* **Activity list**
[a] In the case studies on drug trafficking, what sentence was Khan Mohammed given?
[b] Name every geographic place mentioned in the case studies on drug trafficking.
[c] Write the next part of the case studies on drug trafficking, starting after their last sentence.

Case Study: Khan Mohammed

In 2006, Khan Mohammed was a member of the Taliban and was assisting a former Taliban official, Abdul Rahman, with a plot to attack NATO's airfield in Jalalabad. Mohammed intended to use the proceeds of heroin and opium sales to purchase rockets to carry out the attack. Rahman arranged for another man named Jaweed to assist Khan Mohammed with the plot. Jaweed, however, soon turned against Rahman and Mohammed and reported the plot to Afghan authorities that notified the United States Drug Enforcement Administration (DEA). The Afghan police persuaded Jaweed to continue his role in the plot, but to become their informant.

Acting as an agent for the DEA and recording several conversations, Jaweed asked Khan Mohammed to buy opium and heroin and to sell it to him, advising him that it was intended for export to the United States. Khan Mohammed agreed and acquired both opium and two kilos of heroin that he duly sold to Jaweed. On learning that the drugs were intended for sale in the United States, Khan Mohammed referred to a "common goal" of eliminating US citizens either "by opium or by shooting." Khan Mohammed also advised Jaweed of his intention to use the profits from the drug sale to buy a car into which missiles could be loaded, and noted he had the same authority as Rahman and the same purpose in attacking the airfield.

In October 2006, the DEA and Afghan authorities arrested Khan Mohammed and he was transferred to the United States to stand trial on drugs charges. In May 2008, Khan Mohammed was convicted of offences of international drug trafficking and drug trafficking with intent to provide financial support to a terrorist at the criminal courts in Washington D.C. He was sentenced to two concurrent life sentences. The conviction was upheld on appeal in September 2012 (United States v Khan Mohammed, 2012).

 

Case Study: Ayman Joumaa network

In January 2011, the US Department of the Treasury's Office of Foreign Assets Control designated members of a drug trafficking and money-laundering network led by Ayman Joumaa as Specially Designated Narcotics Traffickers. In 2011, it was alleged that the network coordinated the transportation and distribution of shipments of cocaine originating from South America and sold in Europe and the Middle East and laundered the proceeds, estimated to be as much as $200 million per month. The proceeds were laundered in various ways, including the purchase of motor vehicles in the United States, which were then shipped to West Africa to be sold, with the proceeds transferred on to Lebanon. The DEA identified over 70 used-car dealerships in the United States strongly suspected of being involved in the conspiracy (Braun, M. 2012).

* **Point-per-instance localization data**
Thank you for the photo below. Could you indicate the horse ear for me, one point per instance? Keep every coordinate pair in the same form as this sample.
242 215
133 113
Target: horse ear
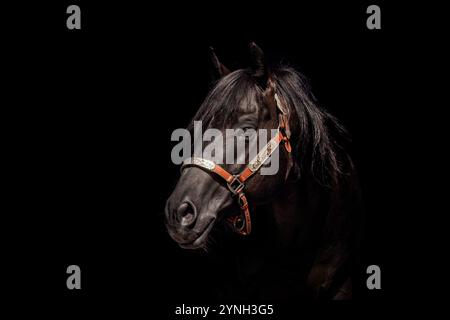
258 65
218 70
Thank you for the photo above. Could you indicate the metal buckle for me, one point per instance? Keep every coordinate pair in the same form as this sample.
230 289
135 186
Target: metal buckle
235 186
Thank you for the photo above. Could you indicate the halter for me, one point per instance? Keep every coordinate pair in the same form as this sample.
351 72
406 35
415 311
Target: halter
242 223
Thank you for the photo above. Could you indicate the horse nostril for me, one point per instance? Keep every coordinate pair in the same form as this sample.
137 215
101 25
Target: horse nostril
186 211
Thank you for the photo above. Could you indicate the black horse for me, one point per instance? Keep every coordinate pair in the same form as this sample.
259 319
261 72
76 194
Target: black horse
305 218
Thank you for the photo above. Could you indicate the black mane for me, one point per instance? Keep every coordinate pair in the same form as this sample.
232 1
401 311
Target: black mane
317 142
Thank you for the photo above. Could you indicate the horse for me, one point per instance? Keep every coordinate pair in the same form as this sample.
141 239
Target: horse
291 235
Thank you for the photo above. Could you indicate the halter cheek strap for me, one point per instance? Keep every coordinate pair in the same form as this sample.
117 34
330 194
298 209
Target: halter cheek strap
236 183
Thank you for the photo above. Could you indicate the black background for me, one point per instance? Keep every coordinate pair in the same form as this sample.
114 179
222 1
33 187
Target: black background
93 111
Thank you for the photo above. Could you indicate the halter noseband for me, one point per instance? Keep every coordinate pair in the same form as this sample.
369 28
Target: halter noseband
242 223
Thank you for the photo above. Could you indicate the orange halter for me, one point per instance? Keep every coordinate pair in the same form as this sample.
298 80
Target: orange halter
236 183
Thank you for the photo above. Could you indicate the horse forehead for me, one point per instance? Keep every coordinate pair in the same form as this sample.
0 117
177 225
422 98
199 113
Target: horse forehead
249 105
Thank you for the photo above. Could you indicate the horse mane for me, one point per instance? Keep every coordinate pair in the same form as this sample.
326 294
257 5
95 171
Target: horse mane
317 144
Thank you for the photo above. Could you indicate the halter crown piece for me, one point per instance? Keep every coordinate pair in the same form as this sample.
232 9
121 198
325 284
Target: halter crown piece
236 183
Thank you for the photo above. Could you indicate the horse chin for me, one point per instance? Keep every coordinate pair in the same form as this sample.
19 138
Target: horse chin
199 238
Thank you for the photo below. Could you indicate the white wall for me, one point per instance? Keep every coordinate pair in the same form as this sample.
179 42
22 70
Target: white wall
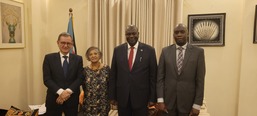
248 77
222 63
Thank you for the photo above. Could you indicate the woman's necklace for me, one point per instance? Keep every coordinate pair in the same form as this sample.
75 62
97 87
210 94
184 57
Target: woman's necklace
96 66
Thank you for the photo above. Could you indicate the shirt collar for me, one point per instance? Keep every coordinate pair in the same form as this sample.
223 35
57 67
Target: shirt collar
184 46
61 55
135 46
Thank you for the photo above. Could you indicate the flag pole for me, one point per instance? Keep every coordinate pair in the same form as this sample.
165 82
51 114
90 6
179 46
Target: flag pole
70 12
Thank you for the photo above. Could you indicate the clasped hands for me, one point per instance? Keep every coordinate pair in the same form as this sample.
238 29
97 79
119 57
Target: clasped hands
64 96
162 106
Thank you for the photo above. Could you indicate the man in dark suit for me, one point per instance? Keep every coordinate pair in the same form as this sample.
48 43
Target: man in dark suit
133 76
62 83
180 78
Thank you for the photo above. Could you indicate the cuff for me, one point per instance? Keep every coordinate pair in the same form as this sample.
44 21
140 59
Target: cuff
160 100
68 89
59 92
198 107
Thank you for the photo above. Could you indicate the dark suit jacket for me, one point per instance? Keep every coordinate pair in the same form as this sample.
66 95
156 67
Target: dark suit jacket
188 87
140 83
54 79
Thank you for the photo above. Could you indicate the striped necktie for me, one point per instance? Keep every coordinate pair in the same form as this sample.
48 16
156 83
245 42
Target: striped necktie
180 59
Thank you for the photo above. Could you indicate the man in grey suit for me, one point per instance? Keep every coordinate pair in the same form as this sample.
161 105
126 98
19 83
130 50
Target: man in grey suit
62 75
133 76
180 78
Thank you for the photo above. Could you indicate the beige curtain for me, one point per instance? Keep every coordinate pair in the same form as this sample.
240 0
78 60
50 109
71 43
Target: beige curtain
154 18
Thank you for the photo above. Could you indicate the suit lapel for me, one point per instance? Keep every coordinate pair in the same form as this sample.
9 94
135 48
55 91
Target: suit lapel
173 57
59 63
187 56
71 63
124 55
139 54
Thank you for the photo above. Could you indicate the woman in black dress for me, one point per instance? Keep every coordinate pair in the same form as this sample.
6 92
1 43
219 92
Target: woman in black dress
95 85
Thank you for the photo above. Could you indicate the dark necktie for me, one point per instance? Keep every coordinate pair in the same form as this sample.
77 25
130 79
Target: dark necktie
65 65
180 59
131 53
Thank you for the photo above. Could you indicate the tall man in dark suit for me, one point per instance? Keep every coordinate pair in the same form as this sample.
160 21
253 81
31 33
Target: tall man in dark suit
62 83
180 78
133 76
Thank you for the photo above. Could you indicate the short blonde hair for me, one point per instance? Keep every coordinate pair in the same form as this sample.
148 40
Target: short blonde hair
93 48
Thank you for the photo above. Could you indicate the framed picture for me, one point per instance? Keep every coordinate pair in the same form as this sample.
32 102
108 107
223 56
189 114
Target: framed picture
207 29
255 27
12 24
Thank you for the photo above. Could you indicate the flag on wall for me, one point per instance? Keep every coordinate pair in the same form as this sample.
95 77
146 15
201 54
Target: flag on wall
71 32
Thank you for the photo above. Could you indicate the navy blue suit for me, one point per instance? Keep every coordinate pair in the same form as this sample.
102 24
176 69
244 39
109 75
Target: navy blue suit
137 87
54 79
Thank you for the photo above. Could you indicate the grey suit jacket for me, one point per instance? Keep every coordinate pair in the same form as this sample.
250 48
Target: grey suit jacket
187 88
140 83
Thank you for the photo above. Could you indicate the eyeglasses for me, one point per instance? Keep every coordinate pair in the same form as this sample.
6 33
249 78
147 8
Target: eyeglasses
132 33
66 43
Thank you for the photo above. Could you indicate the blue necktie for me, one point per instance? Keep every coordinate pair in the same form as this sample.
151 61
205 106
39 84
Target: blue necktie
65 65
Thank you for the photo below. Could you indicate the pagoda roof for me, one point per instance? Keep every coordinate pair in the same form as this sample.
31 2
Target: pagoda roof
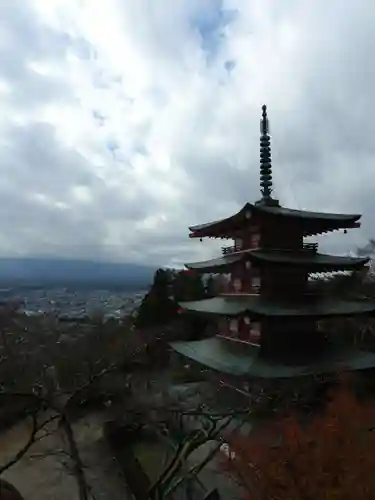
236 359
256 305
303 258
315 222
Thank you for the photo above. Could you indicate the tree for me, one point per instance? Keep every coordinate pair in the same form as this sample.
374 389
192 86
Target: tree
329 456
157 307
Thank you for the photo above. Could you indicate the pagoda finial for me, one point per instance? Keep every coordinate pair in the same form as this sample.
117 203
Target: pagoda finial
265 157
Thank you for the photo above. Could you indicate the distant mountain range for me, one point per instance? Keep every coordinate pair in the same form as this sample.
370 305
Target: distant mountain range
55 272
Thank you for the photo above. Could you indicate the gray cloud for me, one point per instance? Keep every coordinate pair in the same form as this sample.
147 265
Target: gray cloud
116 135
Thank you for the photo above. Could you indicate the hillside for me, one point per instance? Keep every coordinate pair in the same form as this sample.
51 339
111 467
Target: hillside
48 272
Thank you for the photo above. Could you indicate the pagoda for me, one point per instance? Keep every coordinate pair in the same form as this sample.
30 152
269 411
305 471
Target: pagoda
269 316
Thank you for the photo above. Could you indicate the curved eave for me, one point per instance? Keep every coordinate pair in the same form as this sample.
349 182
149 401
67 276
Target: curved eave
221 226
219 265
315 222
314 262
257 306
219 355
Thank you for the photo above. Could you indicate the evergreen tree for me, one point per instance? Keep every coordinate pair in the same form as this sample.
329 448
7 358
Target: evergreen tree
157 307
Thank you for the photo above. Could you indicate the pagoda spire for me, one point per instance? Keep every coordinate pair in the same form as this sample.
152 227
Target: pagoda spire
265 158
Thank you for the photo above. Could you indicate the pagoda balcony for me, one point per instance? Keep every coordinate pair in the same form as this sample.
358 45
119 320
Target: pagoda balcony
232 249
310 247
307 247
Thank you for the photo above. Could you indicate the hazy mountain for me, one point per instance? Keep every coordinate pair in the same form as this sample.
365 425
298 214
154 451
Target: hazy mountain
41 271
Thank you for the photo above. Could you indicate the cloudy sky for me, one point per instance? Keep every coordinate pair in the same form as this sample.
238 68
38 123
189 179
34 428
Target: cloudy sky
123 122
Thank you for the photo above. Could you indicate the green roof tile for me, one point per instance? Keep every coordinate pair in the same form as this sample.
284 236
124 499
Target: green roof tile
337 220
230 358
319 306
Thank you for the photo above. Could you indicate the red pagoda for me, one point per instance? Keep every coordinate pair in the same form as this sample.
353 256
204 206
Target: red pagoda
268 314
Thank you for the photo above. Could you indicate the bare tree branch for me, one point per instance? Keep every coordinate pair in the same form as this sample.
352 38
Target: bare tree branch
25 448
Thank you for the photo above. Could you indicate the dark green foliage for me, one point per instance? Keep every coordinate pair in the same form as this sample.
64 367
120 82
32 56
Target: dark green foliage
157 307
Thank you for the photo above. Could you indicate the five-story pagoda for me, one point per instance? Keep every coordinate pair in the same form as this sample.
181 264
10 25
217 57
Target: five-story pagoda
268 314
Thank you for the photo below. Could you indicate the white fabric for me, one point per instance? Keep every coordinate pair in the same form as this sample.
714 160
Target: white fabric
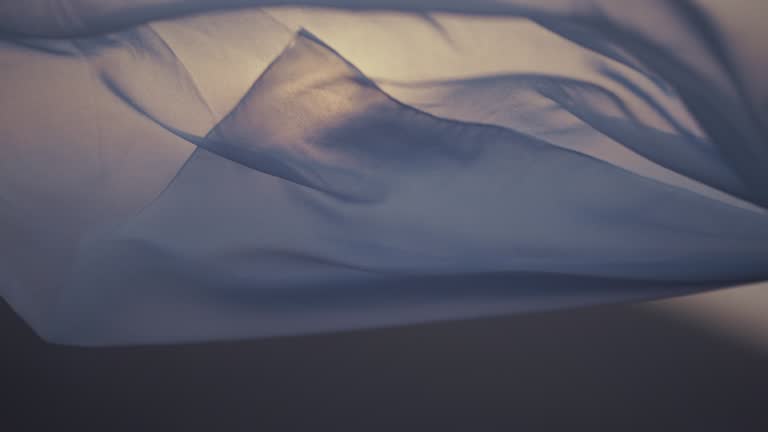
246 172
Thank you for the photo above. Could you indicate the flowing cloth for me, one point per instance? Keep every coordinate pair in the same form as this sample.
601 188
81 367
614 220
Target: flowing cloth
193 170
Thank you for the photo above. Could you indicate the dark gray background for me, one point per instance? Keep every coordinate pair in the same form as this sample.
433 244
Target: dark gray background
617 367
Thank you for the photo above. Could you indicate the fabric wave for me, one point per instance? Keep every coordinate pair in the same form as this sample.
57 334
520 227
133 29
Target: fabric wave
246 172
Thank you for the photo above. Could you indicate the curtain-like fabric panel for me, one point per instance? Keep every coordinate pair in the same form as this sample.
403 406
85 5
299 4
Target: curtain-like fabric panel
177 171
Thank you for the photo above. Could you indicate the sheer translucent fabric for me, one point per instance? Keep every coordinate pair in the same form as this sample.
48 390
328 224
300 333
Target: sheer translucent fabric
192 170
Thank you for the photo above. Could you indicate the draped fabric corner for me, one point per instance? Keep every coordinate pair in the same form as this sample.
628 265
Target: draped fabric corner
178 170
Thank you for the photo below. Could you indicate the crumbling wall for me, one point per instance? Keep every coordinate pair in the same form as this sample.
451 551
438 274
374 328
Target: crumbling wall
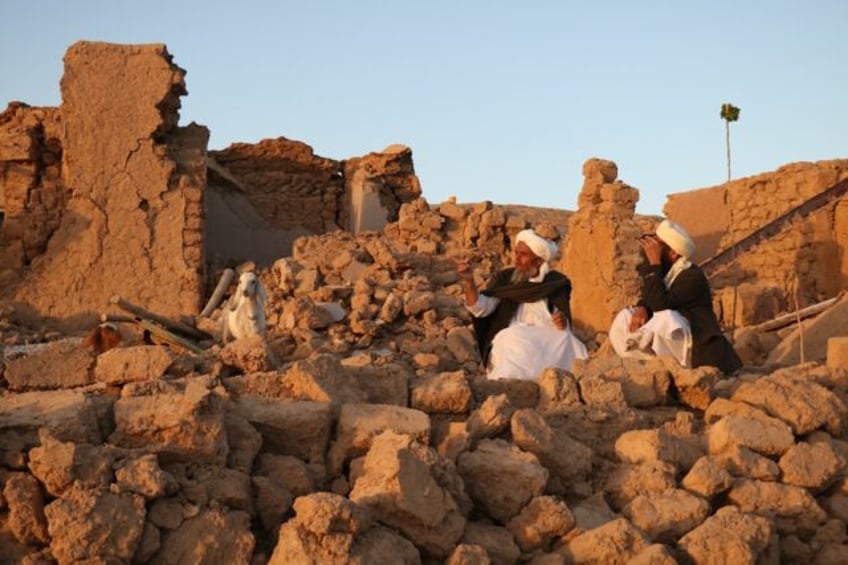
32 194
602 249
808 254
134 224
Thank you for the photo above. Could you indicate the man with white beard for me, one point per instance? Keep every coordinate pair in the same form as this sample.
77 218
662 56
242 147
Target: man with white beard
522 321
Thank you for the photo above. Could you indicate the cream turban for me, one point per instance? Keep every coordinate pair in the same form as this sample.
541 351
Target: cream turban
540 246
673 235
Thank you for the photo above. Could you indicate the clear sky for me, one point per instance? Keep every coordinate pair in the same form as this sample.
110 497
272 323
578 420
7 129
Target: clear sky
499 100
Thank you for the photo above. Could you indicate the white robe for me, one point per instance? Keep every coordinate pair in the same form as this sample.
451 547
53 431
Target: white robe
666 333
530 344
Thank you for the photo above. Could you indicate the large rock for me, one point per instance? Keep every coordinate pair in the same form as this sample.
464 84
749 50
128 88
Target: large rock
95 524
614 542
25 502
811 465
63 364
564 457
187 426
794 507
211 536
729 536
501 478
668 515
301 429
408 487
543 520
766 437
359 423
127 364
137 205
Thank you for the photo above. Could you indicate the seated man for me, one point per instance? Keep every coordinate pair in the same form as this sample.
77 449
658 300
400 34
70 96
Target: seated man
675 314
522 320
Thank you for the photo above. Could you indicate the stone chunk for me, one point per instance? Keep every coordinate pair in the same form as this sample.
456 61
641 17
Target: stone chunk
137 363
60 465
706 478
766 437
501 478
63 364
742 462
614 542
564 457
26 519
627 481
668 515
359 423
558 390
301 429
406 487
728 536
811 465
186 426
92 524
794 507
211 536
447 393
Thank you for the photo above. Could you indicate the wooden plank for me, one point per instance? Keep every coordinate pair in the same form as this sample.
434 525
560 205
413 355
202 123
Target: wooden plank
170 325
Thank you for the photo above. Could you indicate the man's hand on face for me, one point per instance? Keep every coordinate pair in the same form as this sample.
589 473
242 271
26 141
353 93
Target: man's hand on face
639 319
559 319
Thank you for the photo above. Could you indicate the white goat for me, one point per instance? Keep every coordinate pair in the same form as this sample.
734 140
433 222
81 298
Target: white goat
244 313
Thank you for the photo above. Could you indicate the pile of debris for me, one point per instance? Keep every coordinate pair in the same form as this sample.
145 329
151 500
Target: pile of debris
362 429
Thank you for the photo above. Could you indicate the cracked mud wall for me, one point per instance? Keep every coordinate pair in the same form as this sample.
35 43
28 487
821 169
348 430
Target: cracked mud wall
809 253
601 250
134 223
32 194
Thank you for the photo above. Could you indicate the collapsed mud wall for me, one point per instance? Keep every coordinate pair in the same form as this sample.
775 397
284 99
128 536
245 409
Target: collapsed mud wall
804 261
263 196
135 180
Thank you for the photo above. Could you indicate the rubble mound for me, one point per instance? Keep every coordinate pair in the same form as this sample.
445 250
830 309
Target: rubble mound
361 429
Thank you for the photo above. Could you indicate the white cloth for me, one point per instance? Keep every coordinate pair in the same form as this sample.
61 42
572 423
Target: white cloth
666 333
541 247
531 343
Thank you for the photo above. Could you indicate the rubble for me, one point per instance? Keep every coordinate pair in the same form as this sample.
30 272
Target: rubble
362 429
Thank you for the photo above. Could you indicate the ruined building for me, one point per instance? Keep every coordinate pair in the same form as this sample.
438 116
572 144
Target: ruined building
107 194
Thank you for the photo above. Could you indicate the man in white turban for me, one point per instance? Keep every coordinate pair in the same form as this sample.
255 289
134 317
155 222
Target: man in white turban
675 314
523 319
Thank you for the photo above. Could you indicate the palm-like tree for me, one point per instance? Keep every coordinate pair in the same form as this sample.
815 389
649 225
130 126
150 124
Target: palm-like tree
730 113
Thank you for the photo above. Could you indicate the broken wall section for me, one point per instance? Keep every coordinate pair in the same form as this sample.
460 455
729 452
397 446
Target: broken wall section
263 196
602 249
133 225
32 194
806 260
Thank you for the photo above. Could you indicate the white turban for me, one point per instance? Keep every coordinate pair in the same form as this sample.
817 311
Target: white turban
540 246
673 235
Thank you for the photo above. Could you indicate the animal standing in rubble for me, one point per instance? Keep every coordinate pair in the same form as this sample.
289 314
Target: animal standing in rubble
244 313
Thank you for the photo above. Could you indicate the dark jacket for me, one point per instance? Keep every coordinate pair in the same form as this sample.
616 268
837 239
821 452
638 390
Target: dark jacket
691 296
555 287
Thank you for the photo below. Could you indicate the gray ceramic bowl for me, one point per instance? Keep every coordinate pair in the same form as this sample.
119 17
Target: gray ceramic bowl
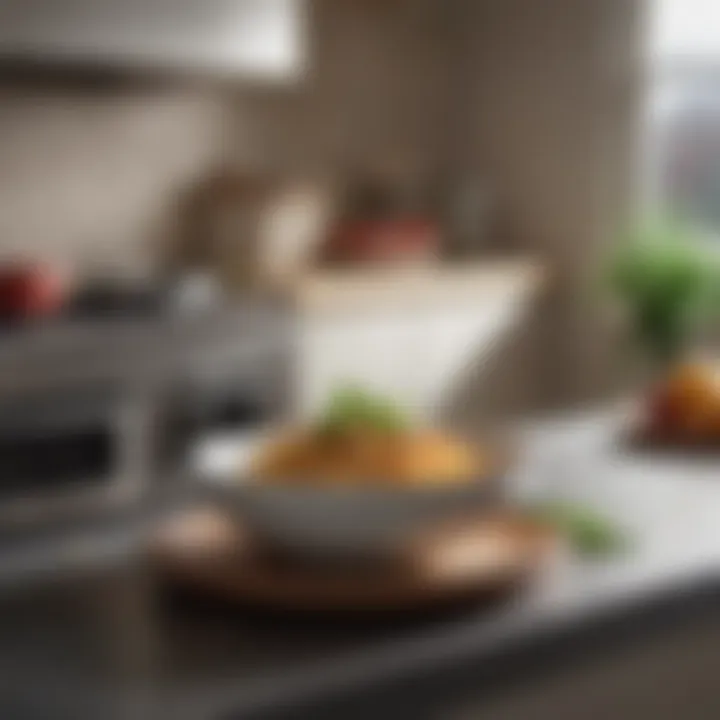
330 521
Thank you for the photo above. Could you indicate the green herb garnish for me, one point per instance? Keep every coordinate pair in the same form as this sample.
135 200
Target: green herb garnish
352 408
589 533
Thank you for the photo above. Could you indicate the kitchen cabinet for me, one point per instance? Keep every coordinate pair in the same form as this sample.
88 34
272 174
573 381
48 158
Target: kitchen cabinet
416 335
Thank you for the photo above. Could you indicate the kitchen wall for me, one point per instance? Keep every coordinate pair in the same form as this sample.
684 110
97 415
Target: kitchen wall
92 167
540 98
552 94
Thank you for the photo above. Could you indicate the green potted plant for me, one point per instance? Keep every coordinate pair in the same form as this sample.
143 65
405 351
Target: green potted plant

* **Expected responses**
[a] Two concurrent life sentences.

[b] Jalalabad, the United States, Washington D.C., South America, Europe, the Middle East, West Africa, Lebanon

[c]
 

Example Box: Europe

The annual drug market in the European Union is valued at approximately €24.3 billion, and roughly two-thirds of organized criminal groups in Europe are involved in drug trafficking, which is more widespread than any other illicit activity across organized crime in the European Union (EMCDDA estimate as reported in UNODC (a), 2018).

Reports indicate an emerging new crime-terror nexus in Europe, typified by a merging of terrorist and criminal milieus in Europe with both terrorist and criminal groups recruiting individuals from the same pool of people with similar social networks. According to these researches, up to 40% of terrorist plots in Europe are part-financed by means of "petty crime" involving, in particular, drug-dealing. Between 2011 and 2016, 79 people identified as "European jihadists" with criminal pasts were involved with drug trafficking (Basra, Neumann, & Brunner, 2016). Highlighting this link, it is worth noting that the March 2004 terrorist attacks on the Madrid train system were reportedly financed by sales of hashish and ecstasy. Furthermore, the assailants left 52,000 euros and drugs with a street value of 1.5 million in their apartment after purchasing explosives and materials for the attacks.

Later, in December 2008, Hicham Ahmidan was sentenced to ten years in prison in Morocco for his involvement in the Madrid bombings, where he was already serving a five-year term for international drug trafficking. In a similar vein, Amedy Coulibaly, who carried out a series of terrorist attacks in Paris in January 2015, was previously convicted of drug trafficking offences and had been selling drugs a month before the attacks (Basra, Neumann & Brunner, 2016).